INSTRUCTIONS FOR THE TASK - In the data below, one line contains "Target: hanging green vine plant" and a later one contains "Where can you see the chain-link". Print both, with every line between them, exactly and alone.
**** MATERIAL SHOWN ****
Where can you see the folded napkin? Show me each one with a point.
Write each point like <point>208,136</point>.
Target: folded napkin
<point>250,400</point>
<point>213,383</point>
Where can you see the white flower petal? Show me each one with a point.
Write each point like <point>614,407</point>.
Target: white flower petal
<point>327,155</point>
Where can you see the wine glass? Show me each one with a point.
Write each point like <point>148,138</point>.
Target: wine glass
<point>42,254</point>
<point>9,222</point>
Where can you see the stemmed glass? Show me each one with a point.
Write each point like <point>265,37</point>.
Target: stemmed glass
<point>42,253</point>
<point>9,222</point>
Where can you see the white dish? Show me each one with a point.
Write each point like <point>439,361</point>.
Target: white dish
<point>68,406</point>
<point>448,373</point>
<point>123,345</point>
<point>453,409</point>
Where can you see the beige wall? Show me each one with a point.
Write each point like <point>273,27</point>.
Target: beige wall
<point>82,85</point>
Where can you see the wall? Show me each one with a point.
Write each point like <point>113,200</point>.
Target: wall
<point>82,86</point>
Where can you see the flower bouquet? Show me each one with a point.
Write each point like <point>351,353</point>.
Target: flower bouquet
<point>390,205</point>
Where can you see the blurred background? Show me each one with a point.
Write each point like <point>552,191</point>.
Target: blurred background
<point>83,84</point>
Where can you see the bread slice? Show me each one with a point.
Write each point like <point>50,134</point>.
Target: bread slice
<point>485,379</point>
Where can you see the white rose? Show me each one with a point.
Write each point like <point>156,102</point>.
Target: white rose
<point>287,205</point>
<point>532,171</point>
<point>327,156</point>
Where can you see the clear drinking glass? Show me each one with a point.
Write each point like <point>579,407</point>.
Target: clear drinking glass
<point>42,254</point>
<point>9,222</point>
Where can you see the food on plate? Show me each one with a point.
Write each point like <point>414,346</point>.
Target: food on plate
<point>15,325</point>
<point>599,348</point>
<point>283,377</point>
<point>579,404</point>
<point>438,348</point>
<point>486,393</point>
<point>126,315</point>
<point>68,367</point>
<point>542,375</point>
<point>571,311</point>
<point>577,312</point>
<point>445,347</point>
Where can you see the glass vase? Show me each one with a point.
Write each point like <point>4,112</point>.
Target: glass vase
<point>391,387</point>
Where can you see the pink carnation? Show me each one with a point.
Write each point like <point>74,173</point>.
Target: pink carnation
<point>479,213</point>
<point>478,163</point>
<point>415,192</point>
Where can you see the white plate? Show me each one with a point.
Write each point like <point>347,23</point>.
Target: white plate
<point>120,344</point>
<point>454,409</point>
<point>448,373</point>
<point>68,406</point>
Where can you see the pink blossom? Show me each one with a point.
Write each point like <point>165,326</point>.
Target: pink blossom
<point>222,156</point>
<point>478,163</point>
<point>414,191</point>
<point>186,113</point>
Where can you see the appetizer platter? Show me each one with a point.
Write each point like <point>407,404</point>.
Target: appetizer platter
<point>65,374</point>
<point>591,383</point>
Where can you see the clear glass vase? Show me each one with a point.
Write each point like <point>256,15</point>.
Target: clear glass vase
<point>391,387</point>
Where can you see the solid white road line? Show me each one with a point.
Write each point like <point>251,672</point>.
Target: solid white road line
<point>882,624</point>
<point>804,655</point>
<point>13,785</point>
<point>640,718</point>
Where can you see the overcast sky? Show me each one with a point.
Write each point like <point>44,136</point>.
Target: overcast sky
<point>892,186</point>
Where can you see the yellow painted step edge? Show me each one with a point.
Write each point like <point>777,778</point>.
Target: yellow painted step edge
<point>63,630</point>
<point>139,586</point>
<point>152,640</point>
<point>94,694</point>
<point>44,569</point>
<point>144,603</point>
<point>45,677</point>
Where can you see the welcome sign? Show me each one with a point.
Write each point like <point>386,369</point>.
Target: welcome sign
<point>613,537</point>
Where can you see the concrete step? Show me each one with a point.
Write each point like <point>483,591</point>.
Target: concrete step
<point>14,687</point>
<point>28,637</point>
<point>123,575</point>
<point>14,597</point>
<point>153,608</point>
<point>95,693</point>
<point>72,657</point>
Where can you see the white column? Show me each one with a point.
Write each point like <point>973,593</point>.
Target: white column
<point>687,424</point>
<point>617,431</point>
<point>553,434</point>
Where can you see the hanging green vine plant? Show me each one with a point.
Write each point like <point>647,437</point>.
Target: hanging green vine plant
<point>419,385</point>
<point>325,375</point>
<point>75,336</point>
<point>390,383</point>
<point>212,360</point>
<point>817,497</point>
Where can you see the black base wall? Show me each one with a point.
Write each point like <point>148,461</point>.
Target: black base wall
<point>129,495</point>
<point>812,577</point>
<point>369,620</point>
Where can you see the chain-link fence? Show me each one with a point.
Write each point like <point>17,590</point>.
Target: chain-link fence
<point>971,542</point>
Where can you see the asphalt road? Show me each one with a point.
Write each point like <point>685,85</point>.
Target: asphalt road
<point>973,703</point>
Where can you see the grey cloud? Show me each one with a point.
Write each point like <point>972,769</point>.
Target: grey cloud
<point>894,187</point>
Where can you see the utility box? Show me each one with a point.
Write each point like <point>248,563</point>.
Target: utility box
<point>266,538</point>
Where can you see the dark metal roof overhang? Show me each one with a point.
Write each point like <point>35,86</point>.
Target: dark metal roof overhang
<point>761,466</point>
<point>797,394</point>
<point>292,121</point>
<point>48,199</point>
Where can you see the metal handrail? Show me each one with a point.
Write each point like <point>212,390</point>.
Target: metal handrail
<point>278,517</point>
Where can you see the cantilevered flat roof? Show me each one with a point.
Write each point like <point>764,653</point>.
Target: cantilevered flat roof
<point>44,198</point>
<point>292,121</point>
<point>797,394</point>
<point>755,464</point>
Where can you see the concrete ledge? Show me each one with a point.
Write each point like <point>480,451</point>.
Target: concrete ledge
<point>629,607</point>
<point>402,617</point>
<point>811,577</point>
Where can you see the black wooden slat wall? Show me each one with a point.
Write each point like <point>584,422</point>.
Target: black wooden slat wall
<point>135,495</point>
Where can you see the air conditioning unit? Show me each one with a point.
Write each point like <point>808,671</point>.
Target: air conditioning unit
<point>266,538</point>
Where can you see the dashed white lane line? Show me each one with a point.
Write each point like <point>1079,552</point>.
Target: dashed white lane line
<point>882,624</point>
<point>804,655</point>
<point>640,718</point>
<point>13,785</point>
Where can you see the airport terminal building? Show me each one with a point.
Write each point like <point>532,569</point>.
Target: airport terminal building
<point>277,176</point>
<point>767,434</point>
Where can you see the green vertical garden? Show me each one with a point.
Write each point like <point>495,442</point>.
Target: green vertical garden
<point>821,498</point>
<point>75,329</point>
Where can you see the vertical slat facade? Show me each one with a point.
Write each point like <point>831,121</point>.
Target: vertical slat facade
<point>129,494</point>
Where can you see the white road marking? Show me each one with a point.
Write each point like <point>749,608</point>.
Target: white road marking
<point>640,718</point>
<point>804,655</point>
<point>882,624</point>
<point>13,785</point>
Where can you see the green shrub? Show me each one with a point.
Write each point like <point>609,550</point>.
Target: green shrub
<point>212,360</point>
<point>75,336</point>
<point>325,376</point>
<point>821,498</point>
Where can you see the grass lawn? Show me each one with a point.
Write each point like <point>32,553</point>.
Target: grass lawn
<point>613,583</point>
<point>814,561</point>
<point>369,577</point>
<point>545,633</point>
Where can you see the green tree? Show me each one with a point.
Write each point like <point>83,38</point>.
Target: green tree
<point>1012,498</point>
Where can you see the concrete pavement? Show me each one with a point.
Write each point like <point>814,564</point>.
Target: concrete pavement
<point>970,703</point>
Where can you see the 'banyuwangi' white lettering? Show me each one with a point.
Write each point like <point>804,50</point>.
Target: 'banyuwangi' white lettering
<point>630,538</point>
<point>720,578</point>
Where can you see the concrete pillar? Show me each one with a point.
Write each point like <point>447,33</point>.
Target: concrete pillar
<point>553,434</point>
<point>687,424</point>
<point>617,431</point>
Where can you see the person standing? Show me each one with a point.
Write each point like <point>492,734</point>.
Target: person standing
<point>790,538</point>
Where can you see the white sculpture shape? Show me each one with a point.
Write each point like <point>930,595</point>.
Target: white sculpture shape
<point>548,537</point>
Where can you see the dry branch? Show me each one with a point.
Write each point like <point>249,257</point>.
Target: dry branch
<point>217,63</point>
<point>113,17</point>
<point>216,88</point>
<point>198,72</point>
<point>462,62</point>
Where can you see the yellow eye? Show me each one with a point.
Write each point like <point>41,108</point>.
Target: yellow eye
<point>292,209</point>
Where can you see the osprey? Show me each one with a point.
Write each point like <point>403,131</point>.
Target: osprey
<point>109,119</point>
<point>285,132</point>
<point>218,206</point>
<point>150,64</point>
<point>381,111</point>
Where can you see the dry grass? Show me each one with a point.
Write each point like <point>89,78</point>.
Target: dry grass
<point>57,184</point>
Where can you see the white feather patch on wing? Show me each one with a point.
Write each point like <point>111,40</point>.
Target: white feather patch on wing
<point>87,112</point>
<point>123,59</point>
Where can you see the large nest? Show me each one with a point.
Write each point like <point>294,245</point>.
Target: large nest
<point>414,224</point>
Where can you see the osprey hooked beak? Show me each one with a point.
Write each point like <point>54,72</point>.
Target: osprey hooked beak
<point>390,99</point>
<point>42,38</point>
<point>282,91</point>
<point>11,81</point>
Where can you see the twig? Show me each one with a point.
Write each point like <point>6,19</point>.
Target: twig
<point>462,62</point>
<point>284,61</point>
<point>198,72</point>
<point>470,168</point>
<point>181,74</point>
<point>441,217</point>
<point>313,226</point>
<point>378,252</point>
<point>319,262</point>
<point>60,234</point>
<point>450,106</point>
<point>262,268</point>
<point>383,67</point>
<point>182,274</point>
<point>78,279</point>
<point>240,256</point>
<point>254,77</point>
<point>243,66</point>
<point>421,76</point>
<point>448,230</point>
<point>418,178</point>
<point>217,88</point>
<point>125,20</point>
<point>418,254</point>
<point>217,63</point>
****
TASK ANSWER -
Target: hanging green vine plant
<point>419,385</point>
<point>325,375</point>
<point>75,336</point>
<point>390,383</point>
<point>212,360</point>
<point>817,497</point>
Where can you see the black base wall? Show me each one with a point.
Write each point like <point>148,461</point>.
Target: black base wall
<point>129,495</point>
<point>812,577</point>
<point>369,620</point>
Where can you see the chain-link fence? Show me each one with a point.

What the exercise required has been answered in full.